_YOUR OBJECTIVE:_ Can you transcribe every record below exactly as it appears?

**** RECORDED DATA

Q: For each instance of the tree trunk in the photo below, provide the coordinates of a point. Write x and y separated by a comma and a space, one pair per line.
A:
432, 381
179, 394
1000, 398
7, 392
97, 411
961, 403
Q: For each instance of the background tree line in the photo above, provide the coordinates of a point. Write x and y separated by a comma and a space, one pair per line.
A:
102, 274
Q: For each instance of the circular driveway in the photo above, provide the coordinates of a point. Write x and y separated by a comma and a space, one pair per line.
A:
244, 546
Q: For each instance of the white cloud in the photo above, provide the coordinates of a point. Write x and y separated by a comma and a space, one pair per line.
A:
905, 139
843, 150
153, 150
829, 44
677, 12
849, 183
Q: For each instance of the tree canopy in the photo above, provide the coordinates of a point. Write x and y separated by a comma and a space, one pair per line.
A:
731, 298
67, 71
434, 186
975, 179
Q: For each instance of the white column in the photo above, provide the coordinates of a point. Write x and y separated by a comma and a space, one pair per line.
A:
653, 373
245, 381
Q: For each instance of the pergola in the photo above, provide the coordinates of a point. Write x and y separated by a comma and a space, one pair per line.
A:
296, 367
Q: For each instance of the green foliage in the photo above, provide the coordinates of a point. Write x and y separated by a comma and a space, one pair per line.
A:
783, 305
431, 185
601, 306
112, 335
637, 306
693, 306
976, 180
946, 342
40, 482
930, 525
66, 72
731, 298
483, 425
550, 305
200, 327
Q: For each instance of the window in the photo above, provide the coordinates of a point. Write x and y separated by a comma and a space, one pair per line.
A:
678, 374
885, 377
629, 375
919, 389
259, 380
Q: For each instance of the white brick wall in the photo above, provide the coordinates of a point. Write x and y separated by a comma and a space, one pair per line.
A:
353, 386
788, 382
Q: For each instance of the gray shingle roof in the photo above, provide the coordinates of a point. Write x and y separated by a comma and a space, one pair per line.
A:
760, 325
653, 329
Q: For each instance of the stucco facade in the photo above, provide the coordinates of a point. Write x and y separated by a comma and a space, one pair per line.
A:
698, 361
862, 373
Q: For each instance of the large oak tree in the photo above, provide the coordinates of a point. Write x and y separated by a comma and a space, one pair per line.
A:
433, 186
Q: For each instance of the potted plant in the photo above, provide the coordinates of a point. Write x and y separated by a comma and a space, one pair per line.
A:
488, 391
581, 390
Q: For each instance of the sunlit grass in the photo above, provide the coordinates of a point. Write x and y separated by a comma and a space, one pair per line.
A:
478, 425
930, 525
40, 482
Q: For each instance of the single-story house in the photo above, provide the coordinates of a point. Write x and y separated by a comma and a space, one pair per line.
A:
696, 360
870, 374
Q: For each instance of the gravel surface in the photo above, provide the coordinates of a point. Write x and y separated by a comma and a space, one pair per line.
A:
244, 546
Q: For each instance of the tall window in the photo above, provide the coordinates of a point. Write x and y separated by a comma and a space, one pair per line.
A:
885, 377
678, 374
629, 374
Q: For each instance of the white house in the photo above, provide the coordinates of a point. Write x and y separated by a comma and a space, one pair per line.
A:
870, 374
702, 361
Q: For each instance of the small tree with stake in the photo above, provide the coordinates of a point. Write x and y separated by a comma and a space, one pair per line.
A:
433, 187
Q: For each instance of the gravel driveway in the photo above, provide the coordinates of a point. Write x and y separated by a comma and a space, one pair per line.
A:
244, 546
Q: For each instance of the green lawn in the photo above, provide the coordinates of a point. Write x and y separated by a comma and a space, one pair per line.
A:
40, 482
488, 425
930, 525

********

_RESPONSE BELOW:_
Q: For each instance of the tree trunk in the photo below, provide the coordinates of a point. Write x and y separated by a comma and a space, one pair per line.
A:
432, 381
179, 394
1000, 398
7, 392
97, 411
961, 403
Q: For each instance of the background tree line in the photo above, provide the coordinates of a point. Write x and y separated by a comma and a space, one pair per line.
A:
102, 274
Q: For each instance of the circular driveway in the photo above, provide the coordinates of a point. Write x and y separated by a comma and a space, one pair per line.
A:
244, 546
Q: For each instance of the white cloud in the photo above, provide the coordinates of a point. Write x and y separated by a comma and a space, one pair per line.
A:
905, 139
843, 150
153, 150
829, 44
677, 12
849, 183
Q: For each instance of the tree canopy in the photo above, provide the coordinates of a point. Write x and y separated by a comma and a space, one pair per line.
A:
731, 298
67, 71
434, 186
975, 179
Q: For each instance of the white column in the photo above, provide the coordinates of a point. Write x and y separated by a comma and a space, one pair per line.
A:
653, 373
245, 381
Q: For each instance of the pergola in the photo above, provide the coordinates of a point. Write x and y separated by a comma and a space, one pair per line.
A:
296, 367
Q: For each instance of the green foliage in the photo above, provide the coordinates of a point. Write x and y separated by a comma and a space, one pair per line.
A:
783, 305
431, 185
601, 306
112, 335
637, 306
693, 306
976, 180
946, 342
40, 482
930, 525
66, 72
731, 298
483, 425
550, 305
200, 327
Q: For each instance of the window in the photo above, provide the coordinates of a point. Write x and y separated by a comma and a space, one pair per line.
A:
678, 374
885, 377
629, 375
919, 389
259, 380
Q: For each instance of the white brick wall in the photo above, provide the coordinates of a point. Write x and y separated by a comma and a space, one pair per line.
A:
353, 386
788, 382
Q: For each instance of the gray shingle roof in the photo above, provide the coordinates of a point. Write x and y separated by a comma and a space, one pair per line.
A:
760, 325
653, 329
Q: For each instance of the stucco facade in the photo above, provide the coordinates of a point. Write x and y separated by a comma and a space, one pair per line.
A:
698, 361
862, 373
Q: For each instance of the large oak tree in the photo above, provide the coordinates of a point. Write x and y separated by a comma and a space, one pair per line.
A:
433, 186
Q: For each instance of the potted plant in the photo above, provide the coordinates of a point. Write x and y separated by a comma and a space, one pair per line.
A:
488, 391
581, 390
Q: For each instance of the sunlit grass in the photo above, provide the coordinates of a point. Write x and y separated by a comma and a space, one pair per line.
A:
478, 425
930, 525
40, 482
Q: For each instance of the single-story house in the photo above, provide the coordinates of a point. Write x and y separated by a comma and a space, one pair per line.
A:
696, 360
870, 374
Q: For each instance of the gravel surface in the photo above, provide the coordinates of a point. Write x and y separated by a comma and a space, one pair per line.
A:
244, 546
Q: For each instance of the tall window in the photo above, provide the coordinates of a point. Write x and y separated by a comma and a space, one pair per line.
A:
885, 377
678, 374
629, 374
Q: For each instance of the white house in the photo above, provide the coordinates of a point. Write x and y separated by a comma and a space, one pair per line.
A:
870, 374
702, 361
Q: For each instance of the small tree with stake in the photo above, provide the coordinates of a point. Write x and y separated by a comma and a space, one pair per line.
A:
433, 187
Q: For each instance of the gravel driveway in the photo above, provide the coordinates of a point. Write x and y separated by a comma and a space, one pair per line.
A:
244, 546
Q: For each instance of the green lawn in the photo above, provide the coordinates of a point. Write x and y separated by a comma and a space, one pair per line.
A:
40, 482
488, 425
930, 525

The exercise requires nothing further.